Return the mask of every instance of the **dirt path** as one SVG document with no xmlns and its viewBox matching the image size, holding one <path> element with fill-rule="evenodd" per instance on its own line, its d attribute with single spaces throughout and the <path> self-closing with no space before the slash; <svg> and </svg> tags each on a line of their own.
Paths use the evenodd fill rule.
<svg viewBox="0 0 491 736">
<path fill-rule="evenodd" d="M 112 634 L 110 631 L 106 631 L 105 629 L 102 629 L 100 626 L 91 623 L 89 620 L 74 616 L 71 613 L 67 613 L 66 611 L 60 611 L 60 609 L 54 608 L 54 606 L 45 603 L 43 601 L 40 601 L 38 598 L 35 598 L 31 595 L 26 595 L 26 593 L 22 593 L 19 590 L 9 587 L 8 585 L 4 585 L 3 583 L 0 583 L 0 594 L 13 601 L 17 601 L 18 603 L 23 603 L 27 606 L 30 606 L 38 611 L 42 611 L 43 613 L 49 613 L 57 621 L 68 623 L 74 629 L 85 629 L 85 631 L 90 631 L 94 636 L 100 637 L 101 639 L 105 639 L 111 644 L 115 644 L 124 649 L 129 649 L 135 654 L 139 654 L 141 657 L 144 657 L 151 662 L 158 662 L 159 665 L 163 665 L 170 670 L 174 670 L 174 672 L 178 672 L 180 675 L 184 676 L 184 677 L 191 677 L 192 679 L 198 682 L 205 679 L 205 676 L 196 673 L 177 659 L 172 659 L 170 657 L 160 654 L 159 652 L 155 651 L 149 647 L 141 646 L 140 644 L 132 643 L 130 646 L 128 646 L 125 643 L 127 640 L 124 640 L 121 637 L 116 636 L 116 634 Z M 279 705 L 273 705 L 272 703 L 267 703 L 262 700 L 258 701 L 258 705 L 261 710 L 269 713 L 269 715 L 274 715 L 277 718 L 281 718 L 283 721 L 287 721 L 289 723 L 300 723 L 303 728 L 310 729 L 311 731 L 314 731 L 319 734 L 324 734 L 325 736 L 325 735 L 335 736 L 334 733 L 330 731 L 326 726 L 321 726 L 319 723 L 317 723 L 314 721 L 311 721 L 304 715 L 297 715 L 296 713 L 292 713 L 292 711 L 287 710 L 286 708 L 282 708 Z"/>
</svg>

THE EXERCISE: Copy out every line of the records again, requests included, but shift each number in the answers by -47, both the viewBox values and the path coordinates.

RESULT FOR THIS EXERCISE:
Return the mask of every instance of the **dirt path** as one SVG document with no xmlns and its viewBox matching the image size, holding one <path> element with fill-rule="evenodd" per instance on its own line, its d attribute with single spaces throughout and the <path> self-closing with no space before the slash; <svg> and </svg> tags each on a line of their own.
Paths use the evenodd fill rule.
<svg viewBox="-47 -47 444 689">
<path fill-rule="evenodd" d="M 65 587 L 63 584 L 59 584 L 58 582 L 55 582 L 53 579 L 44 576 L 42 573 L 27 569 L 24 566 L 20 566 L 19 564 L 13 564 L 13 562 L 7 561 L 7 559 L -2 556 L -4 554 L -7 554 L -9 551 L -12 551 L -16 548 L -21 548 L -21 546 L -25 546 L -28 543 L -38 540 L -39 538 L -43 538 L -44 536 L -47 536 L -47 547 L -34 554 L -30 554 L -29 556 L -24 556 L -20 559 L -17 559 L -9 564 L -5 564 L -4 566 L 2 566 L 10 574 L 21 576 L 27 582 L 38 582 L 38 584 L 43 584 L 47 589 L 53 590 L 54 592 L 58 592 L 64 597 L 68 597 L 77 602 L 82 602 L 88 607 L 92 607 L 94 610 L 97 610 L 104 615 L 111 615 L 112 618 L 116 618 L 123 623 L 127 623 L 127 625 L 131 625 L 133 628 L 137 629 L 137 630 L 144 630 L 145 632 L 151 635 L 158 632 L 158 629 L 149 626 L 130 612 L 125 612 L 123 610 L 113 607 L 112 605 L 108 604 L 102 600 L 94 599 L 93 597 L 85 596 L 83 599 L 81 599 L 78 596 L 80 593 L 77 593 L 74 590 L 69 589 L 69 587 Z M 232 658 L 226 658 L 225 656 L 220 656 L 215 653 L 211 654 L 211 658 L 214 663 L 222 666 L 222 668 L 227 668 L 230 671 L 234 671 L 236 674 L 240 674 L 242 676 L 253 676 L 256 681 L 263 682 L 264 684 L 267 684 L 272 687 L 277 687 L 278 689 L 278 688 L 288 689 L 287 686 L 283 684 L 279 679 L 274 679 L 272 676 L 270 676 L 267 674 L 264 674 L 257 668 L 250 668 L 249 666 L 245 666 L 245 664 L 240 663 L 239 661 L 235 661 Z"/>
</svg>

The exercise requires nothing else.